## Information given:
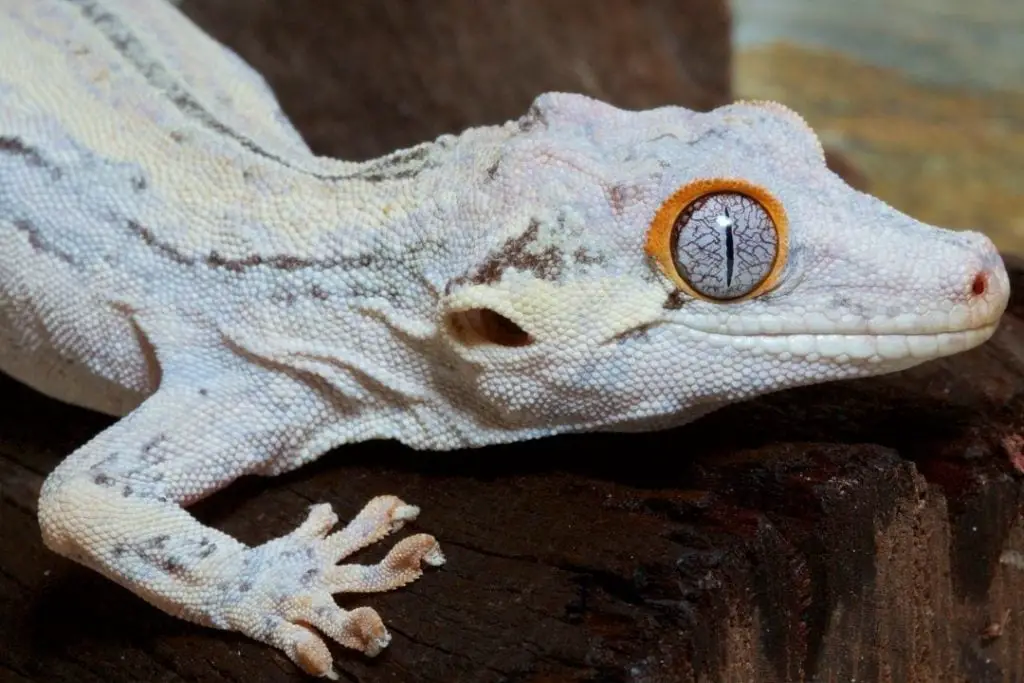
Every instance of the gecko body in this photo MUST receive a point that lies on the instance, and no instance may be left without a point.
(173, 254)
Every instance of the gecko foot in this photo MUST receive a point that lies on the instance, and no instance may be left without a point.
(285, 593)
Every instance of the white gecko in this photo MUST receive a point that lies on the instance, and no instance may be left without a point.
(172, 253)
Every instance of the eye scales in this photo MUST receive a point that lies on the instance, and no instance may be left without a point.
(174, 255)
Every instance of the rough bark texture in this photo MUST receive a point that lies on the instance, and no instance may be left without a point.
(859, 530)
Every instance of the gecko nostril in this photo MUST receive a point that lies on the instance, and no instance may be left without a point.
(979, 285)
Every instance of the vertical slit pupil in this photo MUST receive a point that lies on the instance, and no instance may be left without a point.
(729, 251)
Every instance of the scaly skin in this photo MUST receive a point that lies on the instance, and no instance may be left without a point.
(172, 252)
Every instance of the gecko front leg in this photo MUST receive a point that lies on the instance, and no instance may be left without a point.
(116, 505)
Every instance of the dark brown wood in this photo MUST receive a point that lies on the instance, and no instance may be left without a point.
(846, 531)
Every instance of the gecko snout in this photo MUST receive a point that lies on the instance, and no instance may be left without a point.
(987, 285)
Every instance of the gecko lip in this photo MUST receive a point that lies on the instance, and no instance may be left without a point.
(865, 346)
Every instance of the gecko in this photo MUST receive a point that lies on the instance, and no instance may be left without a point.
(174, 255)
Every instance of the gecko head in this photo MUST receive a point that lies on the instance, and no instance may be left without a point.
(643, 267)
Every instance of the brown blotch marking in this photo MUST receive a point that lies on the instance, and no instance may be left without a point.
(634, 334)
(584, 257)
(513, 254)
(675, 300)
(238, 265)
(173, 566)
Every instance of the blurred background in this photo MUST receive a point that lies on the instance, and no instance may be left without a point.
(925, 98)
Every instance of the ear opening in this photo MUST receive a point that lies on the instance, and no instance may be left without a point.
(484, 326)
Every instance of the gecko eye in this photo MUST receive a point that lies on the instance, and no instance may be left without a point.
(720, 240)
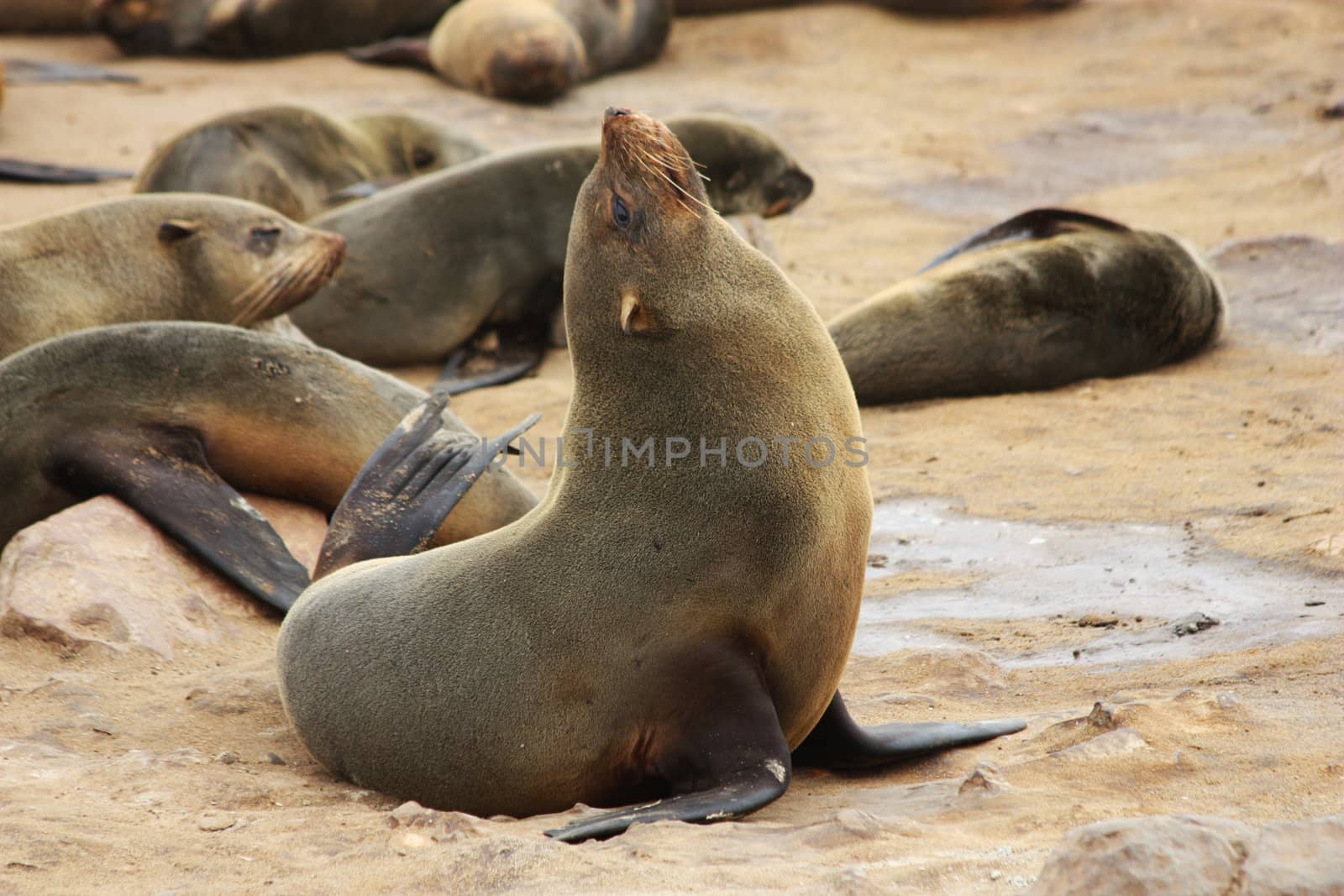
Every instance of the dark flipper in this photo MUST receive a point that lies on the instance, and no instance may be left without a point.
(517, 355)
(35, 172)
(1038, 223)
(163, 473)
(725, 761)
(407, 488)
(837, 741)
(18, 71)
(412, 53)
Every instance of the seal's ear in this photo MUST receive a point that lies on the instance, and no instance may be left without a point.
(172, 231)
(635, 318)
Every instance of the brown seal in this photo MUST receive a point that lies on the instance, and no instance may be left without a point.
(660, 629)
(175, 417)
(165, 257)
(1041, 300)
(295, 159)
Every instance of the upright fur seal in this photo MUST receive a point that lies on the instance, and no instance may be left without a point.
(174, 417)
(534, 50)
(654, 631)
(1038, 301)
(922, 7)
(165, 257)
(250, 29)
(433, 259)
(293, 159)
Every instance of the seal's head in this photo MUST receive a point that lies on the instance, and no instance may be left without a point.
(260, 262)
(749, 172)
(640, 224)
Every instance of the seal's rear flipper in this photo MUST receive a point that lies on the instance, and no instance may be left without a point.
(407, 488)
(1038, 223)
(517, 355)
(837, 741)
(163, 473)
(34, 172)
(412, 53)
(732, 741)
(18, 71)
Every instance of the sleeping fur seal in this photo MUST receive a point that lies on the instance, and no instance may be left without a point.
(165, 257)
(433, 259)
(1038, 301)
(295, 159)
(249, 29)
(174, 417)
(533, 50)
(655, 631)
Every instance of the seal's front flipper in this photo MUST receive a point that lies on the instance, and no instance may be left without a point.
(163, 473)
(35, 172)
(412, 53)
(514, 356)
(722, 755)
(407, 488)
(1038, 223)
(837, 741)
(18, 71)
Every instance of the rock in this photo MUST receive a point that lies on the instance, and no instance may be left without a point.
(1193, 624)
(1113, 743)
(100, 577)
(214, 821)
(1184, 856)
(412, 815)
(1155, 856)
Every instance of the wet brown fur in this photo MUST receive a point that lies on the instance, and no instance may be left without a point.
(573, 654)
(165, 257)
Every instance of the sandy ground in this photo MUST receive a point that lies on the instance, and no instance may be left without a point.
(1215, 485)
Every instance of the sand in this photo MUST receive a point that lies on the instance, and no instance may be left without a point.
(1214, 485)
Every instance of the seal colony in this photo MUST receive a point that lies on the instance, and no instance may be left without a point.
(1045, 298)
(296, 160)
(165, 257)
(436, 258)
(662, 633)
(172, 418)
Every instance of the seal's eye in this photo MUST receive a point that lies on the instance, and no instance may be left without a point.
(620, 214)
(262, 239)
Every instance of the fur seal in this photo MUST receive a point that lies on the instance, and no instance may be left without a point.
(1038, 301)
(533, 50)
(293, 159)
(272, 29)
(44, 15)
(174, 417)
(652, 631)
(165, 257)
(920, 7)
(433, 259)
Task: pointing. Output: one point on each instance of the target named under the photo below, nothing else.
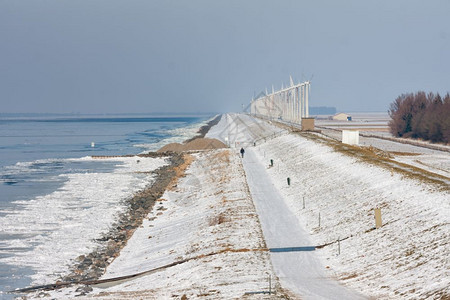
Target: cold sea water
(46, 162)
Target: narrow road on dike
(292, 253)
(299, 271)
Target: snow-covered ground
(56, 223)
(210, 220)
(406, 258)
(434, 159)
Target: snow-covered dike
(209, 216)
(64, 224)
(407, 258)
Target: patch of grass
(374, 156)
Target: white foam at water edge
(62, 225)
(179, 135)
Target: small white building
(342, 117)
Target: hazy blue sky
(110, 56)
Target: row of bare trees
(421, 115)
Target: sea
(55, 199)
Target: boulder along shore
(93, 265)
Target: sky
(193, 56)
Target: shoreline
(93, 265)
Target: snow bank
(209, 212)
(407, 257)
(54, 226)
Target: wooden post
(378, 222)
(339, 246)
(319, 219)
(270, 284)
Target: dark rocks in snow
(93, 265)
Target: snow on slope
(209, 211)
(407, 258)
(56, 224)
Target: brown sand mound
(197, 144)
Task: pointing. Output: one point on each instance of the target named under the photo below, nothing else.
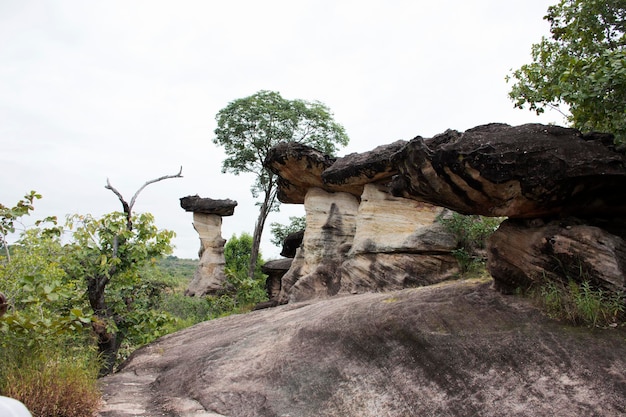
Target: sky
(128, 90)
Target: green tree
(582, 66)
(245, 290)
(281, 231)
(249, 127)
(110, 258)
(9, 215)
(112, 251)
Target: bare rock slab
(451, 350)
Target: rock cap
(197, 204)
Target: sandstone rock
(355, 170)
(330, 220)
(198, 204)
(453, 350)
(299, 166)
(377, 272)
(526, 171)
(391, 224)
(521, 253)
(292, 243)
(275, 270)
(398, 243)
(209, 277)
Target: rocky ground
(453, 349)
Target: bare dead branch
(128, 207)
(165, 177)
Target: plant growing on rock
(471, 232)
(249, 127)
(582, 66)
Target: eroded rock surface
(398, 244)
(456, 349)
(526, 252)
(209, 277)
(526, 171)
(331, 224)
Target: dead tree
(108, 340)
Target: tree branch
(128, 207)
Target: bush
(471, 232)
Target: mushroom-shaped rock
(355, 170)
(526, 171)
(299, 168)
(207, 221)
(291, 244)
(275, 270)
(197, 204)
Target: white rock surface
(209, 277)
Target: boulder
(526, 252)
(275, 270)
(209, 277)
(299, 168)
(353, 171)
(526, 171)
(398, 244)
(457, 349)
(291, 244)
(197, 204)
(315, 270)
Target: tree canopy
(249, 127)
(581, 66)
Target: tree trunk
(266, 207)
(108, 343)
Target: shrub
(471, 233)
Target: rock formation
(358, 238)
(207, 221)
(453, 350)
(566, 185)
(331, 225)
(528, 171)
(398, 244)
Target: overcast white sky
(128, 90)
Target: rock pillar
(209, 277)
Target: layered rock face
(331, 225)
(358, 238)
(562, 191)
(398, 244)
(209, 277)
(566, 185)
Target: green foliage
(112, 260)
(581, 303)
(243, 292)
(471, 232)
(249, 127)
(582, 65)
(52, 381)
(9, 215)
(281, 231)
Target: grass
(52, 383)
(582, 303)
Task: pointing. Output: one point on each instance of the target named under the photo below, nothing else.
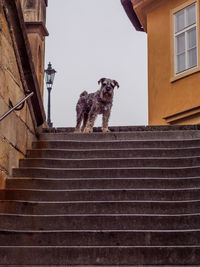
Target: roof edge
(128, 7)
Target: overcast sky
(89, 40)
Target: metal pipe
(16, 106)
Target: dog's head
(107, 89)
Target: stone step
(116, 144)
(100, 222)
(111, 162)
(101, 195)
(113, 153)
(139, 128)
(99, 238)
(99, 207)
(132, 135)
(98, 256)
(133, 172)
(100, 183)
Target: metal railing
(17, 106)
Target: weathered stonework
(17, 75)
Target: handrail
(16, 106)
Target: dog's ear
(116, 83)
(101, 80)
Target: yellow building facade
(173, 32)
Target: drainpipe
(128, 7)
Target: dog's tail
(84, 93)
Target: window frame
(176, 76)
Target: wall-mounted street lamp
(49, 77)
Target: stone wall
(19, 129)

## Assignment:
Counting the line that contains "Target: metal pipe" as the first, copy exactly every line through the end of the records, and nothing else.

## Answer box:
Target: metal pipe
(16, 106)
Target: dog's head
(107, 89)
Target: stone step
(116, 144)
(100, 222)
(111, 162)
(101, 195)
(113, 153)
(139, 128)
(99, 238)
(99, 207)
(132, 135)
(98, 256)
(133, 172)
(100, 183)
Target: metal railing
(17, 106)
Target: weathered stonework
(17, 75)
Target: handrail
(16, 106)
Target: dog's ear
(116, 83)
(101, 80)
Target: yellow building facade
(173, 32)
Target: drainpipe
(128, 7)
Target: dog's tail
(84, 93)
Target: window frame
(176, 76)
Target: wall-mounted street lamp
(49, 77)
Target: stone wall
(19, 129)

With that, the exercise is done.